# Assignment
Quote every line of the data below as it stands, omitting pictures.

[Data excerpts]
-- -- --

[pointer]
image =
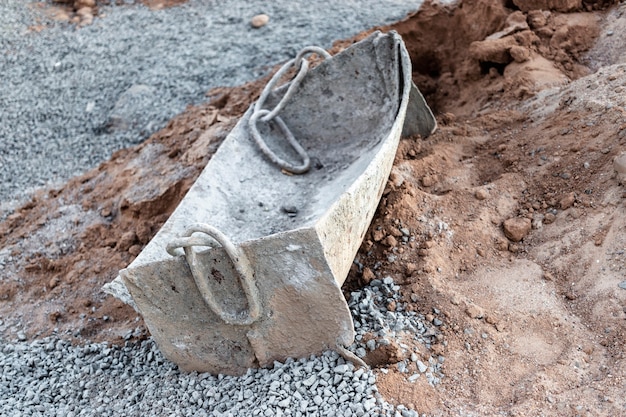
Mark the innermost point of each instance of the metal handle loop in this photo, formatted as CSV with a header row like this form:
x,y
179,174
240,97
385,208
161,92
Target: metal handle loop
x,y
268,115
238,258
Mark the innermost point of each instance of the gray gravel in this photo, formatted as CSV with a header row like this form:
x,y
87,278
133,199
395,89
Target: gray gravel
x,y
50,377
70,97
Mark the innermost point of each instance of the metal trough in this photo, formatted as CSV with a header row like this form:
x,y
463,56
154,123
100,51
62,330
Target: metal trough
x,y
257,256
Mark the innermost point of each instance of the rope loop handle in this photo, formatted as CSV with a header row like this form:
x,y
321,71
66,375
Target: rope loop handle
x,y
238,258
265,115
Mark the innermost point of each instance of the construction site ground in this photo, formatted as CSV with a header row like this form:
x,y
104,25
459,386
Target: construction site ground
x,y
516,204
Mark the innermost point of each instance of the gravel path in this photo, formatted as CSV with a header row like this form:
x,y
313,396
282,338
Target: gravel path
x,y
50,377
70,97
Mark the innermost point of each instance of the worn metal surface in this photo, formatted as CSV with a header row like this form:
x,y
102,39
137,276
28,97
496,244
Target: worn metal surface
x,y
348,113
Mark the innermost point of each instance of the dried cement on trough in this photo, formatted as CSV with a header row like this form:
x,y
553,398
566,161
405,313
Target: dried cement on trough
x,y
348,114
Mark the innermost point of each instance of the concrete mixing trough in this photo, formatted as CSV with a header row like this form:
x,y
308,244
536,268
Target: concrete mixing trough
x,y
294,235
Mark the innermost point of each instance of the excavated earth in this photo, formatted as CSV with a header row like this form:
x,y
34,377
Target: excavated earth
x,y
516,204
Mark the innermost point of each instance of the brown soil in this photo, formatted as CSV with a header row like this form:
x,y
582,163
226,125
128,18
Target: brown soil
x,y
530,118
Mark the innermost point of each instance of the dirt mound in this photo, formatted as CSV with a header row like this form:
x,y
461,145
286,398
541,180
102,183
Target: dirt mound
x,y
513,205
66,243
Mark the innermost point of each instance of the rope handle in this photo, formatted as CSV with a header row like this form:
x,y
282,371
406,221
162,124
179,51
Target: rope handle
x,y
238,258
265,115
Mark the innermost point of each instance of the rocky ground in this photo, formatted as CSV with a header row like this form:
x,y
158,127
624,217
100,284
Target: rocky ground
x,y
503,230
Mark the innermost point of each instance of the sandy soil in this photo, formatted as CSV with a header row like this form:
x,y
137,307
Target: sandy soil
x,y
518,212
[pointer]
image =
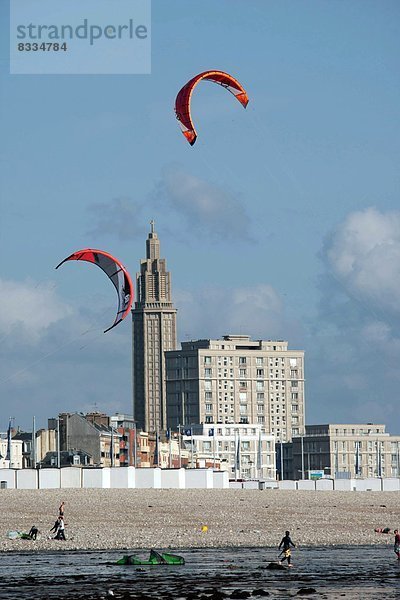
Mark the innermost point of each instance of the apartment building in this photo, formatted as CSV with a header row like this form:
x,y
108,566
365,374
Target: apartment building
x,y
344,450
237,380
243,450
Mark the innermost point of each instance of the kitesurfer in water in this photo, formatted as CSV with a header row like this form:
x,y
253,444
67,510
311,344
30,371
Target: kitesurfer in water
x,y
286,542
397,543
33,532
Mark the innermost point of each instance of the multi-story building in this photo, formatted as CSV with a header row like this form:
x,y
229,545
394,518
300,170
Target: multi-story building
x,y
352,450
154,332
15,460
237,380
92,434
128,446
243,450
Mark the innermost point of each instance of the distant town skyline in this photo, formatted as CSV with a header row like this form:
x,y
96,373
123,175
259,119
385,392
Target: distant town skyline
x,y
282,222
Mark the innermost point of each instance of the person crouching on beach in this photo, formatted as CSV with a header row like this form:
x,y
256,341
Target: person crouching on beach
x,y
286,542
397,543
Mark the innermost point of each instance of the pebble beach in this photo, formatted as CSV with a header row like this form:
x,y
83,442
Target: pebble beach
x,y
105,519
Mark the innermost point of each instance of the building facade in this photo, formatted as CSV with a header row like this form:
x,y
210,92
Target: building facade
x,y
91,434
243,450
343,450
128,445
237,380
154,332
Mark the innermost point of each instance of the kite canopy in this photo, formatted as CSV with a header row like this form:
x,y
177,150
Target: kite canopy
x,y
115,271
182,102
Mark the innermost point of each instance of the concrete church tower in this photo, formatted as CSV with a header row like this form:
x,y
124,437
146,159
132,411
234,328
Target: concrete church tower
x,y
154,332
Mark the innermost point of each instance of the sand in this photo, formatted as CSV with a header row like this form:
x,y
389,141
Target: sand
x,y
98,519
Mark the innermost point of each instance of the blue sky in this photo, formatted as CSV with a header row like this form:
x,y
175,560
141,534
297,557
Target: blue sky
x,y
282,221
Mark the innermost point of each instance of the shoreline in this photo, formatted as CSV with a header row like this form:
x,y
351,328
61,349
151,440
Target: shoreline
x,y
129,519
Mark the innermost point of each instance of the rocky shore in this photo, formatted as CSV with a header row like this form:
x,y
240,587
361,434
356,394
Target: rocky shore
x,y
103,519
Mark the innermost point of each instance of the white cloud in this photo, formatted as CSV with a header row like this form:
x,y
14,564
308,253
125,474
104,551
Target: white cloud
x,y
30,307
364,254
205,207
215,311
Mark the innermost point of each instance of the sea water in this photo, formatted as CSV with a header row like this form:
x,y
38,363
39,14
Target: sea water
x,y
363,572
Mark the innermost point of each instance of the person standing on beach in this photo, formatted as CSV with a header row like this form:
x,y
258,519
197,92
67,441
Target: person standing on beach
x,y
61,529
286,542
397,543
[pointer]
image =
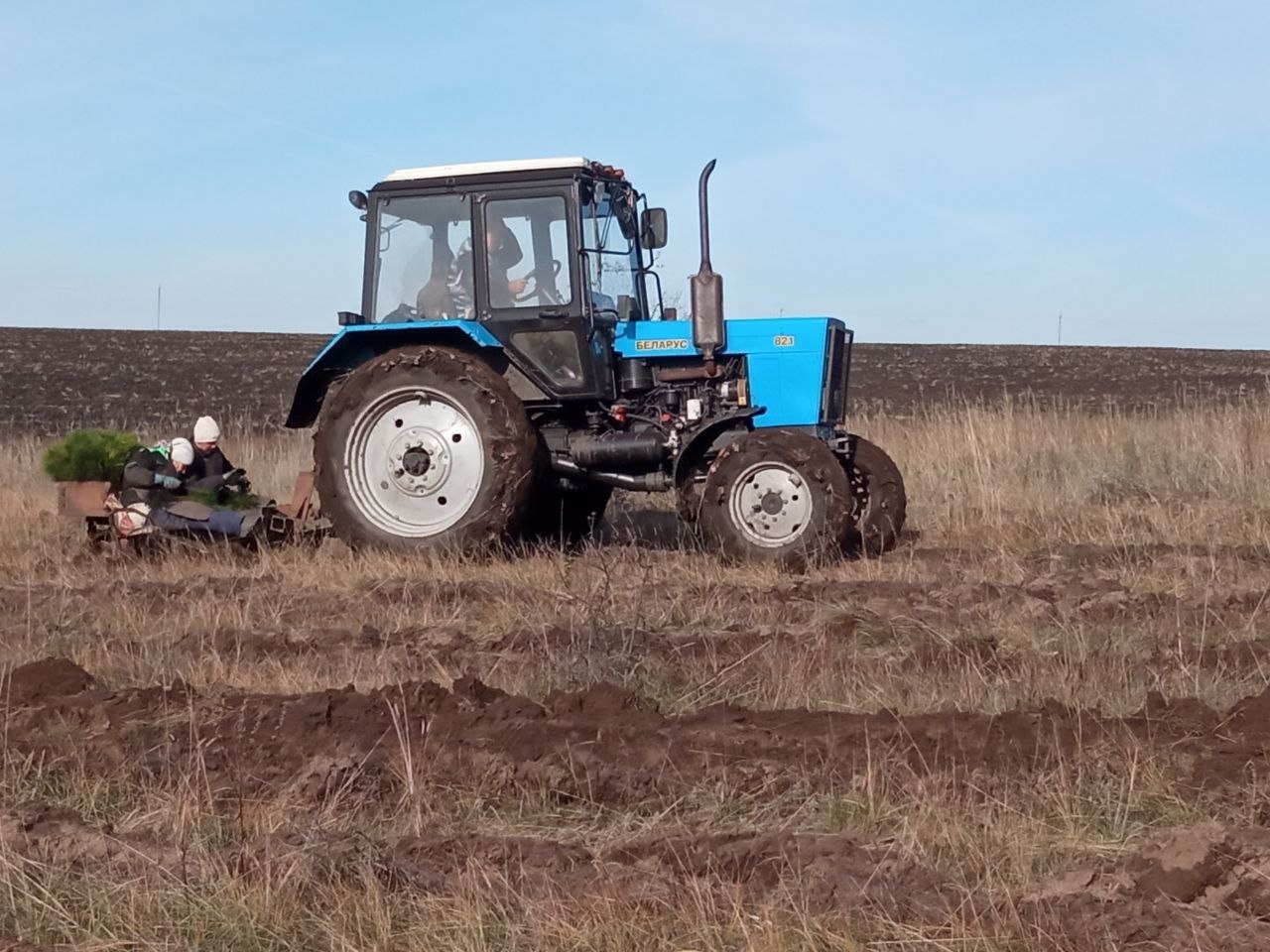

-- -- --

# Result of this exercise
[pointer]
image =
Mark the innermost point of each instance of the metal handle loop in this photo, formatted as CSV with a header row like this form:
x,y
179,174
240,97
385,208
161,92
Target: metal handle loop
x,y
268,115
238,258
Mark the innermost point of each instance of the gray gravel in this photo, formatted as CSV with a header row like this form:
x,y
87,278
133,199
395,89
Target: gray gravel
x,y
50,377
70,97
Mark the innermost point of each instance of the metal trough in this photo, formatted as CSV with a header row like this form:
x,y
463,56
154,123
100,51
62,330
Target: metal trough
x,y
257,256
Mark the innermost point of each instance of the rope loop handle in this photo, formatted as CSV with a header row like this form:
x,y
321,71
66,375
Target: rope loop handle
x,y
238,258
265,115
Mark the innermost point of each instance of the construction site ground in this photo, formatted as CSV with a header row like this form:
x,y
104,25
459,386
Target: construction site ground
x,y
516,204
Mark the innermost point of each instance of the gravel path in this photo, formatted as CSV with a header row like this form:
x,y
313,396
282,338
Target: gravel path
x,y
50,377
70,97
Mark the innermost point of each instance of the worn metal surface in this photo, formatted as CSV with a header row like this form:
x,y
102,39
137,276
28,97
496,244
Target: worn metal surface
x,y
348,113
Mark the innermost point of each instance of the dried cement on trough in this photo, formatted as CSV with a header row like this form:
x,y
553,398
566,161
405,313
Target: dried cement on trough
x,y
348,114
Mark the innermost point of each instance of the concrete mixing trough in this photo, formatted as CSV with a header row like this form:
x,y
308,244
536,268
Target: concrete mixing trough
x,y
294,235
Mark the innermost point of each instance of the excavated earth in this photo, formatted as CSV with a header row like this form:
x,y
34,377
Target: excavated earth
x,y
516,204
Mark the innermost point of each instance of the brown soil in this photo, formatted as CSV with a header row like this form:
x,y
582,163
226,125
128,18
Target: brown soil
x,y
530,118
Mark the innermost point of each instance of the dirt mound in this photo, formatted as CSV with a header row like this form:
x,y
461,145
286,398
541,180
102,183
Target: dirt mound
x,y
513,205
66,243
Mark the innermost point of each instance of the rope handle in this photo, formatted as CSV with a header row like this form:
x,y
282,371
406,221
162,124
179,51
Target: rope handle
x,y
238,258
265,115
Mark the innermost point of each instance of the rocky ground in this photo, formatted as CSV with a header row like this form:
x,y
158,127
624,217
100,284
Target: rocky ground
x,y
503,230
Mark the innermost point of each instance of the sandy soil in this photo, formatted as CSV with a header row like this form:
x,y
137,307
Target: sandy soil
x,y
518,212
[pointer]
image =
Mark the innermost point of each instance of the apartment building in this photo, formatted as CSV with a header row like this form:
x,y
108,566
365,374
Target: apartment building
x,y
344,450
237,380
243,450
Mark the innermost point of each instance of the kitesurfer in water in this photo, formatted as CSV with a header row like this form:
x,y
253,444
67,510
311,344
30,371
Target: kitesurfer in water
x,y
286,542
397,543
33,532
Mark the innermost point of each instance of the multi-story building in this photo, formatted as CSV with a header row like this form:
x,y
229,545
394,518
300,170
Target: multi-story building
x,y
352,450
154,332
15,460
237,380
92,434
128,446
243,450
Mark the innermost point of each instance of the distant town skyline in this photo, formatted as CSV with a header row like this form:
x,y
96,373
123,175
259,119
385,392
Target: distant town skyline
x,y
282,222
Mark the innermost point of each instance of the person crouching on beach in this photo, formatted as CSV with a header row like this form:
x,y
256,341
Target: person crouching on beach
x,y
286,542
397,543
Mark the innermost point of each instance of the pebble beach in this photo, formatted as CSV with a header row like this form:
x,y
83,442
Target: pebble beach
x,y
105,519
Mark the innermost point of each instance of the building facade in this photo, formatted as CSV with a header row like this form:
x,y
210,92
Target: building facade
x,y
91,434
243,450
343,450
128,445
237,380
154,332
Mark the innermost point of each instance of the kite canopy in this photo, formatted as CSV with a header row like this form:
x,y
177,150
Target: kite canopy
x,y
115,271
182,102
Mark the innermost point of each instance of the concrete church tower in this photo, formatted as CSV with a header row like this form:
x,y
124,437
146,159
132,411
234,328
Target: concrete church tower
x,y
154,332
Mark the innermost point of each instance of the sand in this photo, formatted as CSV with a header row like this form:
x,y
389,141
Target: sand
x,y
98,519
Mark the innermost point of each instance of the blue sky in this photo, formatted as CSV with a header row like this form:
x,y
175,560
141,534
297,557
Target: blue sky
x,y
282,221
Mark the innermost point of each instance of the shoreline in this photo, formatted as CSV with a header row like this form:
x,y
351,328
61,349
151,440
Target: shoreline
x,y
129,519
Mark the innermost point of each instance of the rocky shore in this photo, formatted as CSV with a header row like this form:
x,y
240,587
361,434
356,394
Target: rocky shore
x,y
103,519
Mark the innermost point of each instance of the white cloud in this photo, formatted as CSV with a header row like this form:
x,y
14,564
308,253
125,474
104,551
Target: white cloud
x,y
30,307
364,254
205,207
215,311
Mark the innermost point of each instance of the sea water in this photo, formatted as CSV with a header row like this form:
x,y
38,363
39,14
Target: sea water
x,y
363,572
Mark the innermost point of each instance of the person standing on beach in this photo, formatted as CSV with a header row like this form:
x,y
258,519
197,92
67,441
Target: person standing on beach
x,y
61,529
286,542
397,543
[pointer]
image =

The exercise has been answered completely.